**DATASET RECORDS:**
____________________

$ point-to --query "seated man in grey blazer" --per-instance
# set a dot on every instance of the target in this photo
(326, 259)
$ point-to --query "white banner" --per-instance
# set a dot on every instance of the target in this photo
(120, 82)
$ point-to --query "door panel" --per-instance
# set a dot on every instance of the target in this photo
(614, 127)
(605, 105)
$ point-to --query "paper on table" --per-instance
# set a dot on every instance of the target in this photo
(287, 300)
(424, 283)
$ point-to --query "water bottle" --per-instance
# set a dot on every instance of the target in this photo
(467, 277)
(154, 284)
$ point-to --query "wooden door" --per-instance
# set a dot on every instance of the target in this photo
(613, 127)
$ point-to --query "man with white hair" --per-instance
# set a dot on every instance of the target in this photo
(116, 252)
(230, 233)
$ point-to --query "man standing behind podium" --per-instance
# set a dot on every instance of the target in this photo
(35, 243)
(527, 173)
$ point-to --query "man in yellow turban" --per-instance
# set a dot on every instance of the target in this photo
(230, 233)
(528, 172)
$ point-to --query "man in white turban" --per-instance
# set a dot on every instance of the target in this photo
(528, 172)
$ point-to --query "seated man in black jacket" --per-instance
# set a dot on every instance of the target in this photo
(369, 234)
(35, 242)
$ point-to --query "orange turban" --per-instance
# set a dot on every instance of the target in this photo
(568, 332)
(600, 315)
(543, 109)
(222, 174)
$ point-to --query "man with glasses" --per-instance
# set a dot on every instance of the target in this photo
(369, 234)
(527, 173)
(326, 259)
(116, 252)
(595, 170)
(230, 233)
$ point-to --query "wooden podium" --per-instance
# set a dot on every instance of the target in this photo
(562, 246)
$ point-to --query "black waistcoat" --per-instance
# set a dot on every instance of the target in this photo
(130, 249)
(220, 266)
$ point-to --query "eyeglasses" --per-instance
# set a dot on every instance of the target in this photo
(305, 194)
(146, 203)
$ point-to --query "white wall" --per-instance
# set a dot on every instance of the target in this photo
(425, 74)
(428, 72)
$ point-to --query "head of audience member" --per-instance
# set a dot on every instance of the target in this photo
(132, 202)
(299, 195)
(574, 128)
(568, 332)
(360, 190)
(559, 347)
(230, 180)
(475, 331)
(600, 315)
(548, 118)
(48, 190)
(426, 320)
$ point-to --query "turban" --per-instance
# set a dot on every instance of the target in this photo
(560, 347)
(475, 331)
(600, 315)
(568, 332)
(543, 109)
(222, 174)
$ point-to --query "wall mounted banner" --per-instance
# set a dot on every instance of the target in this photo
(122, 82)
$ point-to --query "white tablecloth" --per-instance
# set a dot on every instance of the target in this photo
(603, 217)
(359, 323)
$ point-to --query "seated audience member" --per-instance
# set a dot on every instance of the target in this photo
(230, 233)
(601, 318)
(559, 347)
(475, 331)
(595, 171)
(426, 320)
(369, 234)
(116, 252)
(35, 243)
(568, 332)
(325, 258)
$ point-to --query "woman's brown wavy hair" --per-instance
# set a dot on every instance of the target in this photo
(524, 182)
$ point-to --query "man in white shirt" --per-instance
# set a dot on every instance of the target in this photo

____________________

**WRITTEN EXERCISE:**
Retype the material in full. Each word must match.

**PROBLEM SOLUTION:**
$ point-to --query "seated man in grey blazer" --per-instance
# set a dot on every instance of the target in this photo
(326, 259)
$ point-to --query "white banner" --per-instance
# set a dot on every instance of the target in this photo
(120, 82)
$ point-to --query "door panel" --per-instance
# set a dot on every instance of the target in this photo
(614, 127)
(605, 105)
$ point-to --query "paper on table" --per-instance
# set a dot on every instance of the target in this photo
(287, 300)
(424, 283)
$ point-to --query "water bottle" --per-instance
# set a dot on every instance of the target in this photo
(467, 277)
(154, 284)
$ point-to --query "wooden door" --per-instance
# set a dot on every instance of the target in this photo
(613, 127)
$ point-to --query "man with white hair" --per-instance
# set a dot on every instance of the target in this photo
(116, 252)
(230, 233)
$ point-to --query "man standing behind podium" --per-instance
# set a dot on every instance of the target in this photo
(35, 243)
(527, 173)
$ point-to --query "man in yellow turban" --per-instance
# set a dot on every instance of the target in this photo
(230, 233)
(528, 172)
$ point-to --query "man in white turban" --per-instance
# set a dot on every instance of the target in this photo
(528, 172)
$ point-to --query "seated man in black jacket" --per-instance
# set a dot on every instance of the target in this photo
(369, 234)
(35, 242)
$ point-to --query "orange turban" --per-instance
# set a dot on every instance of the target in this photo
(568, 332)
(600, 315)
(543, 109)
(222, 174)
$ point-to --query "man with glasses" --per-instance
# set a dot on every instance of the target in this photo
(369, 234)
(527, 173)
(326, 259)
(116, 252)
(595, 170)
(230, 233)
$ point-to --query "wooden podium" --per-instance
# set a dot on every instance of the target in this photo
(562, 246)
$ point-to --query "black waistcoat" --per-instance
# set a dot on every instance of the target in this photo
(130, 249)
(220, 266)
$ point-to --query "eyeglasses" --per-instance
# set a dot on every instance of the target in this photo
(305, 194)
(146, 203)
$ point-to --query "white wall" --per-instance
# set a dot on every instance of the target in this photo
(425, 74)
(428, 72)
$ point-to --query "head of audience member" --per-instance
# set a dot on every instance of the target in this photo
(132, 202)
(299, 195)
(574, 128)
(568, 332)
(360, 190)
(559, 347)
(230, 180)
(475, 331)
(600, 315)
(548, 118)
(48, 190)
(426, 320)
$ point-to --query "turban" --per-instance
# set a dot on every instance of the target in this photo
(560, 347)
(475, 331)
(600, 315)
(568, 332)
(543, 109)
(222, 174)
$ point-to --query "wall mounted banner" --per-instance
# set a dot on every instance of the target in this photo
(122, 82)
$ point-to --query "white tablecloth" --per-instance
# set a dot on every instance of the target in this photo
(603, 217)
(359, 323)
$ point-to --query "seated audience member" --per-instance
# set a dot on every instance of the target in this photo
(230, 233)
(601, 318)
(559, 347)
(475, 331)
(595, 171)
(426, 320)
(369, 234)
(116, 252)
(35, 243)
(568, 332)
(325, 258)
$ point-to --query "woman's brown wavy hair" --per-instance
# set a dot on every instance of the target in this photo
(524, 182)
$ point-to --query "man in white shirt" --per-instance
# set a dot on every instance of the target in this photo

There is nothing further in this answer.